Text shown:
★ ★ ★ ★ ★ ★ ★
Strategies for Reducing Logistics Costs During the COVID-19 Era
By Sean Horner,
VP Operations
Technical Transportation, Inc
The quarantines and stay-at-home mandates precipitating from the COVID-19 pandemic are causing hardships for many companies around the world. And the logistics industry is certainly not immune.
While providers that serve the food and medical sectors, as well as other essential industries, remain relatively active, other sectors have seen their supply chain operations grind to a near standstill.
So as companies are looking for ways to trim logistics costs, at least temporarily, we’d like to share some ideas that might help.
Stock up on fuel while prices are low
The reduced demand for fuel is a byproduct of the stay-at-home mandates, and combined with international oil price disputes, has led to some of the lowest gas and diesel prices in years.
For those logistics providers that keep a fuel supply at their terminals, now may be the time to look for deals to replenish your stocks while prices remain low.
There’s no set timetable for a return to higher prices, but as of this writing, WTI crude is already trending higher off of its lows in April, which means fuel prices may increase more as well.
Use this time to plan for the long term
While activity is lower for many logistics companies, it’s expected that things will bounce back later in the year. The main question is, how quickly it will happen.
What you don’t want is to be caught off guard by sudden, dramatic increases in demand as the economy normalizes, which often results in higher operational expenditures. For this reason, now is the time to begin thinking about what you can do to prepare yourself to meet customer expectations, and perhaps create a competitive advantage.
★ ★ ★ ★ ★ ★ ★
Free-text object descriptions
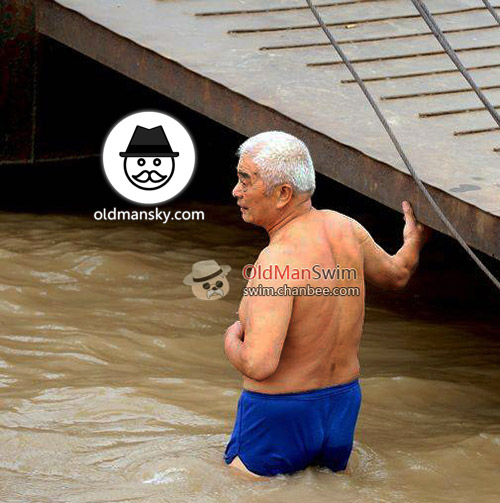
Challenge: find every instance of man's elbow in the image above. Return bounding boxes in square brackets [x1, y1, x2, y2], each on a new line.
[391, 268, 412, 290]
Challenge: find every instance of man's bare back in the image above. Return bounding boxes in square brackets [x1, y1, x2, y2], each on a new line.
[239, 208, 365, 393]
[224, 131, 427, 476]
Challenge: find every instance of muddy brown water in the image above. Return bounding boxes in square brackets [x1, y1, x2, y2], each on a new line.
[0, 205, 500, 503]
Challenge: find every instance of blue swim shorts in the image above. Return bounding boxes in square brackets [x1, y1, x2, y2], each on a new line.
[224, 379, 361, 477]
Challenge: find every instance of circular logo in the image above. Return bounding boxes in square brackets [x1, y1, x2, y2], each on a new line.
[102, 111, 196, 204]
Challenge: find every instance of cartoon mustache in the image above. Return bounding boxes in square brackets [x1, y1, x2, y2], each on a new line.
[207, 288, 224, 299]
[132, 169, 167, 183]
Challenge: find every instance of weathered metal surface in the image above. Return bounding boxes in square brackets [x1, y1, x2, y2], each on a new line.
[37, 0, 500, 257]
[0, 0, 36, 163]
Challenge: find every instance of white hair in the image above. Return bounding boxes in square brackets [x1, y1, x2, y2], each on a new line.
[237, 131, 316, 195]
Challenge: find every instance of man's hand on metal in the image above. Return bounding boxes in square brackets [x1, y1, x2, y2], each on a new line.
[402, 201, 431, 247]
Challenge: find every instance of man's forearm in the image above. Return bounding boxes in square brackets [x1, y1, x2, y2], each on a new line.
[224, 336, 245, 374]
[392, 238, 423, 286]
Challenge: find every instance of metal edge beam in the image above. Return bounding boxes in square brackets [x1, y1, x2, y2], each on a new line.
[36, 0, 500, 259]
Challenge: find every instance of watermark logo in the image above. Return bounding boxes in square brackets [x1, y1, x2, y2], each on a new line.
[102, 111, 196, 204]
[183, 260, 231, 300]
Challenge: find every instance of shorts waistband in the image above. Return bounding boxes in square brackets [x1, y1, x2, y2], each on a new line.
[242, 378, 359, 400]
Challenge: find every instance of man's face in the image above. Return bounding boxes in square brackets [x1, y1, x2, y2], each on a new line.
[123, 157, 174, 190]
[233, 154, 276, 226]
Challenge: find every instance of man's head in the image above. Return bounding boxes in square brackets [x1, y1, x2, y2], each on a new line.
[233, 131, 316, 226]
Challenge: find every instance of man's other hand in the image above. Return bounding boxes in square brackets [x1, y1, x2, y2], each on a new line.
[402, 201, 431, 247]
[224, 321, 245, 342]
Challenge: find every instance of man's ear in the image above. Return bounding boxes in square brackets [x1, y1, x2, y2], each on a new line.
[276, 183, 293, 209]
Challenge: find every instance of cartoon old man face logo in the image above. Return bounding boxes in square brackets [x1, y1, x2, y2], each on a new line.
[184, 260, 231, 300]
[120, 126, 179, 190]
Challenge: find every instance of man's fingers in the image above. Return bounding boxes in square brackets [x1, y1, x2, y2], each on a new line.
[402, 201, 416, 222]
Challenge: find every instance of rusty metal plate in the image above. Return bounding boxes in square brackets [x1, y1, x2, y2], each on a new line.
[38, 0, 500, 256]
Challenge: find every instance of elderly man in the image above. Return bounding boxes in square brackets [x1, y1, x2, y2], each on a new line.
[224, 131, 429, 476]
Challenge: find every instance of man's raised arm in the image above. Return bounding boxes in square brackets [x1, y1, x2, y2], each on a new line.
[355, 201, 430, 289]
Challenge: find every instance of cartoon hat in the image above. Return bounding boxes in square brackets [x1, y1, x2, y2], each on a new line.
[120, 126, 179, 157]
[183, 260, 231, 285]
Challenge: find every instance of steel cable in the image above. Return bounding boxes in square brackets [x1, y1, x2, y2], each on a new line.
[306, 0, 500, 290]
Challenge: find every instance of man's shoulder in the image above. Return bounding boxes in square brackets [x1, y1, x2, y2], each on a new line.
[319, 210, 358, 226]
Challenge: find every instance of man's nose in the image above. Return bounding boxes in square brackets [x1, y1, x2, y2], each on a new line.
[232, 182, 241, 199]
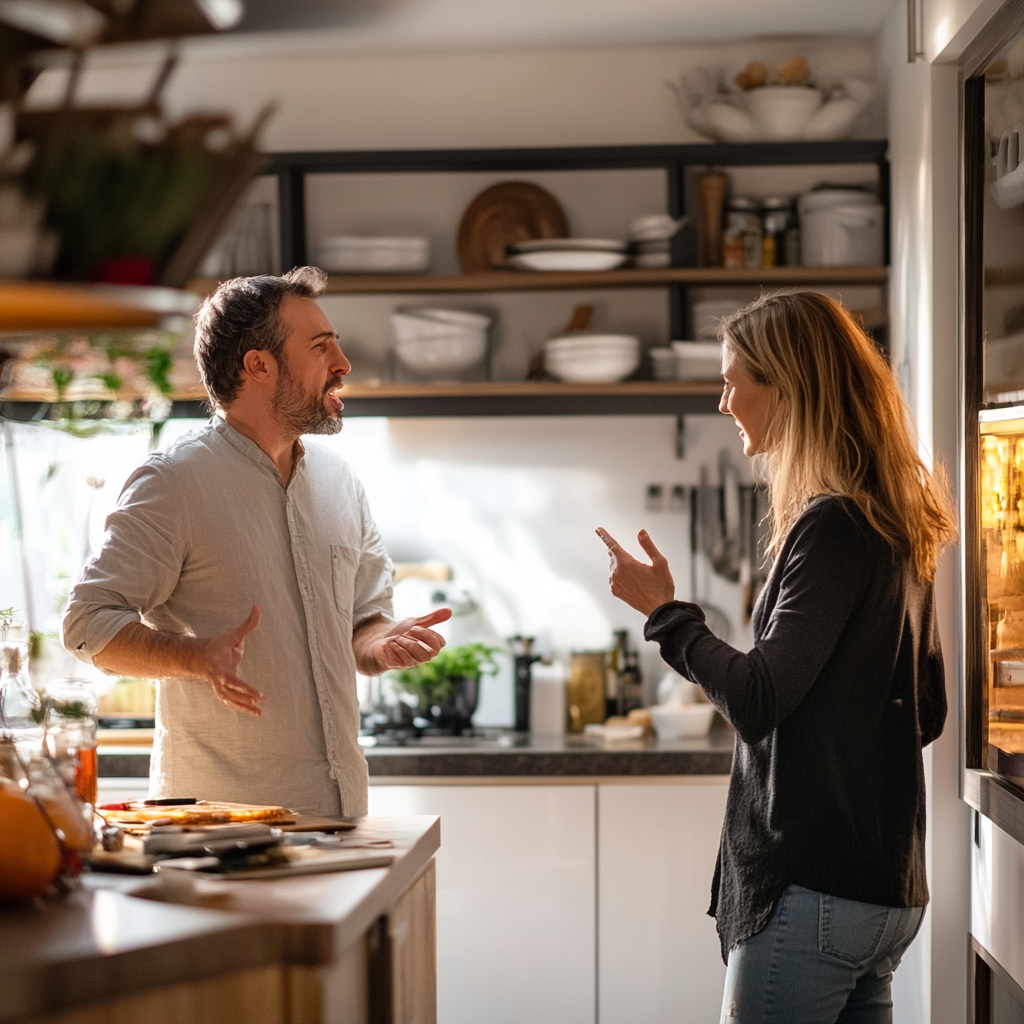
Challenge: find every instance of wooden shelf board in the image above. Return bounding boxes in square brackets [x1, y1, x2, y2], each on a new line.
[188, 266, 889, 295]
[0, 281, 199, 334]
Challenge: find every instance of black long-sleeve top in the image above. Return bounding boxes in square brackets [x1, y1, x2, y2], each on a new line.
[644, 497, 946, 958]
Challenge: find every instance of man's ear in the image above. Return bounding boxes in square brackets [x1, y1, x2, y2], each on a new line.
[242, 348, 278, 384]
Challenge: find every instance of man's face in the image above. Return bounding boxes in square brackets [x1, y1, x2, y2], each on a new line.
[273, 295, 352, 435]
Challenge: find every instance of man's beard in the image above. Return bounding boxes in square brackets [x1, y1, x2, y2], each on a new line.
[273, 353, 344, 435]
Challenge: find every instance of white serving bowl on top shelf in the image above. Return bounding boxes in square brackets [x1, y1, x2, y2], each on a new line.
[391, 306, 490, 381]
[544, 334, 640, 384]
[648, 703, 715, 740]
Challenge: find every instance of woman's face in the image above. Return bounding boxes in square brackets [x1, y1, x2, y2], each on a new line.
[718, 341, 775, 456]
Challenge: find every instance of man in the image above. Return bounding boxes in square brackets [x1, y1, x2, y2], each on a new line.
[63, 267, 451, 816]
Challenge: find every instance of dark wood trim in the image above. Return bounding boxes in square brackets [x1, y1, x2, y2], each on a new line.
[959, 0, 1024, 78]
[267, 139, 889, 174]
[967, 935, 1024, 1024]
[964, 768, 1024, 846]
[959, 77, 988, 769]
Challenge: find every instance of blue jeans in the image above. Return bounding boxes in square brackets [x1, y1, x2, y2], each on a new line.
[722, 885, 925, 1024]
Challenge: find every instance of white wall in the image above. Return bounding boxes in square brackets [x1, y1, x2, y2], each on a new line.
[34, 38, 882, 150]
[879, 0, 970, 1024]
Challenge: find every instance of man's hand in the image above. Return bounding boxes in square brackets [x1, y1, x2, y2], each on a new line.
[596, 527, 676, 615]
[352, 608, 452, 676]
[93, 604, 263, 716]
[197, 604, 263, 716]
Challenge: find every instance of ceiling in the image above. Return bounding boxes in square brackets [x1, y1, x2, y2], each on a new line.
[202, 0, 894, 49]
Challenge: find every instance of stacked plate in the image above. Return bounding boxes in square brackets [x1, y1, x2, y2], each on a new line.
[391, 306, 490, 380]
[506, 239, 629, 270]
[630, 213, 685, 267]
[319, 234, 430, 273]
[544, 334, 640, 384]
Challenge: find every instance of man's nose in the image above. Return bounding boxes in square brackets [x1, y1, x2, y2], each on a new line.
[331, 342, 352, 377]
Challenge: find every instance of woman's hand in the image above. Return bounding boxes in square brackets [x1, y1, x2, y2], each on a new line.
[596, 527, 676, 615]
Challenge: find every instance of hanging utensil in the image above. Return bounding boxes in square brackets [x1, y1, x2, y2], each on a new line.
[690, 467, 732, 642]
★ ★ ★ ★ ★ ★ ★
Task requirements:
1. In the article on reducing logistics costs during COVID-19, what trend in WTI crude is reported as of the writing?
2. Extend the article on reducing logistics costs during COVID-19, picking up after its final sentence.

Written answers:
1. It is already trending higher off its lows in April.

2.
Take advantage and pre-position products now
Part of that long-term planning could be pre-positioning products in strategic locations that are near your customer base. This will help you respond quickly to new orders as demand begins to ramp up again, and it will help improve customer satisfaction through faster delivery when that time comes.
As you pre-position, consider using cheaper transportation methods to move items. For example, if you traditionally use air freight, consider ground or rail transportation in the interim. The current downtime may give you the lead time needed to use these less expensive transportation methods, thus saving you money in the long run.
And if you don’t have warehouse space in a targeted area, consider temporary, flexible warehousing options offered by some providers. You’ll only need to purchase the amount of space you require, and then scale up or down as needed. This could give you a tactical advantage over the competition as the economy bounces back.
This is a tough time for many, but if you take some prudent steps now, you can come out ahead on the other side.